> [To do] Transcribe the entries that follow, word for word.

> [The input]
▬▬▬▬▬▬▬▬▬▬

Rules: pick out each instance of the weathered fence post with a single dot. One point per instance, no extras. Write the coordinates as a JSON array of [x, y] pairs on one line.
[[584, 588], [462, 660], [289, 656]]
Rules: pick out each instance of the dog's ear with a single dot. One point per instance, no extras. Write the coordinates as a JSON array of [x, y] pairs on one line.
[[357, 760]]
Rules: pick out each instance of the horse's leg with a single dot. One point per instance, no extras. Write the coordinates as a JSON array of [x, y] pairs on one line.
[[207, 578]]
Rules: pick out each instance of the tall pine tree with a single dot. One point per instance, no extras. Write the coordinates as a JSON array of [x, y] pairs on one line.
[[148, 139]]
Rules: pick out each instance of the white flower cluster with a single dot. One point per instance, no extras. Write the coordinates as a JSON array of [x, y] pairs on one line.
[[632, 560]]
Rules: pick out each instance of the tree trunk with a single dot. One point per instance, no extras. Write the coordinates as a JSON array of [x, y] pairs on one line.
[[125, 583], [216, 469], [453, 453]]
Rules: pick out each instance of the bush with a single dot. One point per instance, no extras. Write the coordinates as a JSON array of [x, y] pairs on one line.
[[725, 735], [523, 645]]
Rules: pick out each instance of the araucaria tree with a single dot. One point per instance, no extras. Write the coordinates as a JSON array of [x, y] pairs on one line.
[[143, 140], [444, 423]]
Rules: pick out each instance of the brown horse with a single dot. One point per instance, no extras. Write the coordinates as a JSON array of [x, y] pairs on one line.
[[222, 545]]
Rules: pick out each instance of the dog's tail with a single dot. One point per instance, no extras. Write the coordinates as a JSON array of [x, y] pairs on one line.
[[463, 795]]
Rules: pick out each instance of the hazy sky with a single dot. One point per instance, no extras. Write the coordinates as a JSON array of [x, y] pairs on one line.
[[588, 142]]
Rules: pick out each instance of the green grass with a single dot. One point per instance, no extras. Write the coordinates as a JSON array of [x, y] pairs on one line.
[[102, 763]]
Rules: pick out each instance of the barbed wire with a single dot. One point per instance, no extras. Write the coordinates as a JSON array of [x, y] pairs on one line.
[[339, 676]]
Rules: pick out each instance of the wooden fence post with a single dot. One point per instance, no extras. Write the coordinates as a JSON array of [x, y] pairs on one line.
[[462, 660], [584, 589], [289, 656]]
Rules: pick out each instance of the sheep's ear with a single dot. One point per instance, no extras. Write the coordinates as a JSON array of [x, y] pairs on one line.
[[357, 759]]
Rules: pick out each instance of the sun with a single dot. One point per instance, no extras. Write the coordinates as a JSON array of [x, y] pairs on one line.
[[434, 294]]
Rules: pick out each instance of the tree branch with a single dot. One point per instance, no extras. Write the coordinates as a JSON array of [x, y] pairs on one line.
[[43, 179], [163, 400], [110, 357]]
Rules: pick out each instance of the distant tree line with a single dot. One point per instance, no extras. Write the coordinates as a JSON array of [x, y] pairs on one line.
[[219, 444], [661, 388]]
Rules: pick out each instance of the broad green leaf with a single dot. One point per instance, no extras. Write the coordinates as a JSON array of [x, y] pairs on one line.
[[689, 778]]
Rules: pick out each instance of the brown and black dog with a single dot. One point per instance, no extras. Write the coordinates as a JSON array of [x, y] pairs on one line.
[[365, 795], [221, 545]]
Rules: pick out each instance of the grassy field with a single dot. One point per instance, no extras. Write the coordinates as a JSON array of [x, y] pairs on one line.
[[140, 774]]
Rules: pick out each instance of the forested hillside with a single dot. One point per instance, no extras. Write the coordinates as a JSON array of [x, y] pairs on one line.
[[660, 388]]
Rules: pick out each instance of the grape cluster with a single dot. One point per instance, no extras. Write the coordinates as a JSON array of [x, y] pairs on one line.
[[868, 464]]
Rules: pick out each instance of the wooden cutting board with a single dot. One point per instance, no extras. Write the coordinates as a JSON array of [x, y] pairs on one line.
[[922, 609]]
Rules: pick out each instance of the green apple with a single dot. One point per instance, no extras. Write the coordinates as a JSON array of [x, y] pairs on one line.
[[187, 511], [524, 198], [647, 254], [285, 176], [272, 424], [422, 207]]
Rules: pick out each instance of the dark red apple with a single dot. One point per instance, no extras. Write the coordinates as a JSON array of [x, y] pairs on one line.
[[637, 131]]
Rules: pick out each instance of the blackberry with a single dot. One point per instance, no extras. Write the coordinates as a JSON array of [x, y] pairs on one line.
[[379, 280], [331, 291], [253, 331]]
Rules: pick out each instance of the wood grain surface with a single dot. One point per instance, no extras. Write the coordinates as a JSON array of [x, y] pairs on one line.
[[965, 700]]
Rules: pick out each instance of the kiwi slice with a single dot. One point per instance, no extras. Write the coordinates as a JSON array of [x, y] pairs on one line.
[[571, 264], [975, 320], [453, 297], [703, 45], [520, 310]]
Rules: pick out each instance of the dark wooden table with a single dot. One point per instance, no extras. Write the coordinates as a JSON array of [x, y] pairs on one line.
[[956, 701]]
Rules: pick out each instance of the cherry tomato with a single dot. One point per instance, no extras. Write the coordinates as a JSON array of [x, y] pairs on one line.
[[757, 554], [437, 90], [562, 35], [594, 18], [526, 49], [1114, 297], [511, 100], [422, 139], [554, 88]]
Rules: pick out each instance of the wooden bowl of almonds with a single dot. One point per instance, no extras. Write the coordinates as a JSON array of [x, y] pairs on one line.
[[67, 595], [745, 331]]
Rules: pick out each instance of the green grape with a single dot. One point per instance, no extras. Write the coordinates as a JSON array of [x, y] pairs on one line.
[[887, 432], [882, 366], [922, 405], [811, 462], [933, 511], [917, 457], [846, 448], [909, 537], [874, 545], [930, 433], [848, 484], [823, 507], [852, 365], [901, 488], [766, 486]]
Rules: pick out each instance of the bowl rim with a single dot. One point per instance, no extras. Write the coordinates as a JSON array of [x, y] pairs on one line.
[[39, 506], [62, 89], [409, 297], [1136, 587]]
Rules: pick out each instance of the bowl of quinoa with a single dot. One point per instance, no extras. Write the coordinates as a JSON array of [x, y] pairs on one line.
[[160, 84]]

▬▬▬▬▬▬▬▬▬▬

> [Solution to the exercise]
Rules: pick out each instance of the weathered fence post with a single dot. One point per instance, no extras. Write the coordinates as a JSON array of [x, y] pairs on one line.
[[584, 588], [462, 660], [289, 656]]
Rules: pick out each instance of the dog's ear with a single dot. One point per instance, no extras. Write the coordinates as a JSON array of [x, y] pairs on one line.
[[357, 760]]
Rules: pick out each instance of the horse's leg with a single dot. One point per instance, no extras. Write the coordinates as a JSON array of [x, y] pairs on one line.
[[207, 578]]
Rules: pick out each instance of the tall pine tree with a single dot. One point per instance, no extras. Write the coordinates as a JSON array of [x, y] pairs on one line.
[[148, 139]]
Rules: pick out each instance of the white flower cluster with a single dot. One point per instance, no extras. Write the coordinates as a JSON array of [x, y] pairs on one line.
[[632, 560]]
Rules: pick out each instance of the tree trunk with a single dot. One point per instance, no extras. Write the coordinates as a JSON array of [x, y] pairs on one line.
[[125, 583], [216, 469], [453, 453]]
Rules: pick out each instance of the bush with a single dot. One point per instance, no extras. Write the coordinates as a JSON array of [x, y] pairs on one line.
[[725, 735], [523, 645]]
Rules: pick out each instance of the araucaria tree with a single dot. One point per instance, no extras. Write the coordinates as a JSON array of [x, y] pairs on one line.
[[143, 140], [444, 423]]
Rules: pick out each instance of the brown horse with a single dot. One point per instance, no extras. Write the coordinates as a JSON array of [x, y] pairs on one line.
[[222, 545]]
Rules: pick out each instance of the dog's tail with a single dot. One point per instance, no extras. Write the coordinates as a JSON array of [x, y] pairs on one line.
[[463, 795]]
Rules: pick out each instance of the hazy sky with a single dot. One point per instance, no extras. Write the coordinates as a JSON array of [x, y] pairs on one line.
[[588, 142]]
Rules: pick out each instance of the green grass with a single dot. One point per instance, no extras. Write the coordinates as a JSON array of [x, y] pairs on one line.
[[102, 763]]
Rules: pick out each instance of the barbed wire with a single dot. One point per instance, no extras. Write the coordinates as a JSON array of [x, y] pairs on one line.
[[339, 676]]
Rules: pick out each instance of the wooden fence post with a single dot. One point per instance, no extras. Write the coordinates as a JSON array of [x, y] pairs on one line.
[[462, 660], [584, 589], [289, 656]]
Rules: pick out each instance of the sheep's ear with a single dot. One point per instance, no extras. Write the coordinates as a JSON array of [x, y] pairs on one line.
[[357, 759]]
Rules: pick out each instance of the sun with a single dot. One point per instance, no extras. Write the coordinates as a JSON array of [x, y] pairs on one line.
[[434, 294]]
Rules: pick out each instance of the tree branch with a single dot. One point per instance, no extras. Write the coordinates as a JSON array of [x, y] pairs on one line.
[[43, 179], [163, 400], [110, 357]]
Rules: pick out each instance of the distant tree line with a single dot. One point per instance, no extras. Write the coordinates as a JSON array of [x, y] pairs on one line.
[[219, 444], [661, 388]]
Rules: pick out each instance of the broad green leaf with a single dot. One point per instance, no extras. Write the coordinates as a JSON array of [x, y] pairs on one line.
[[689, 778]]
Rules: pick out each instance of the brown and black dog with a single dot. One point per instance, no extras. Write the coordinates as a JSON array of [x, y] pairs on one line.
[[365, 795], [221, 545]]
Rules: pick out each instance of the grassy field with a single dot. One point per instance, no extras. Write the coordinates as a JSON array of [x, y] pairs on one line.
[[140, 774]]
Rules: pick out each instance of the forested hillside with a single dot. One point per instance, no extras. Write the coordinates as a JSON array of [x, y] pairs on one line.
[[660, 388]]
Rules: pick out each instance of the grape cluster with a single dot. One point per instance, no extras. Write the coordinates as a JSON array of [x, y] pairs on one line.
[[868, 464]]
Rules: pick out each instance of the wooden cutting board with a single dot. One point per instance, no extras. Write the coordinates as a JSON array of [x, y] pairs on one line.
[[922, 609]]
Rules: pick out each instance of the green apple with a single dot. One point per instance, no extras. Write the coordinates as a JSON array of [x, y] pairs on one line.
[[187, 511], [524, 198], [647, 254], [285, 176], [272, 424], [422, 207]]
Rules: pick out each instance of the dark red apple with a single dot. One point per instance, no extras. Write the coordinates as a JSON array of [x, y] pairs on one line.
[[637, 131]]
Rules: pick out each instance of the blackberry with a single dot. One point per instance, no extras. Write the coordinates as a JSON array of [x, y] pairs on one line.
[[379, 280], [331, 291], [253, 331]]
Rules: pick out each instance of the wood grain surface with a single dot. One point per instance, no extras. Write the coordinates as a JSON array of [x, y] pairs on one line.
[[965, 700]]
Rules: pick out each instance of the kiwi slice with a single dot. One point per instance, no extras. Write the coordinates as a JSON array of [x, y] pairs on one line.
[[571, 264], [975, 320], [453, 297], [703, 45], [520, 310]]
Rules: pick out each instance of the dark wooden table with a single dot. One point per instance, no extras. Write the coordinates as a JSON array of [x, y] pairs on one line.
[[956, 701]]
Rules: pick out each instance of the cherry tomato with a single dot. One point per instance, no extras. Write the coordinates as a JSON array of [x, y] pairs on one line.
[[757, 554], [437, 90], [562, 35], [594, 18], [526, 49], [1114, 297], [511, 100], [422, 139], [554, 88]]
Rules: pick out each instance of the wooden bowl of almonds with a single dot. One point per instance, no extras. Write the coordinates as a JSON array of [x, y] pairs on one line.
[[67, 595], [745, 331]]
Rules: pick out each instance of the green grape with a single dot. One point per instance, no extras. Write the coordinates as a JSON array of [x, y] pairs on one line.
[[887, 432], [882, 366], [922, 405], [811, 462], [933, 511], [917, 457], [846, 448], [909, 537], [874, 545], [930, 433], [848, 484], [823, 507], [852, 365], [901, 488], [766, 486]]
Rules: pick out each instance of the bowl rim with a single dot. One point per instance, no extras. Write the coordinates as a JSON array of [x, y] pairs on one line.
[[39, 506], [62, 89], [409, 297], [1136, 587]]
Rules: pick out each instance of the bowl of quinoa with a single dot. One point per instance, no extras. Write the coordinates as a JSON array of [x, y] pairs on one line.
[[160, 84]]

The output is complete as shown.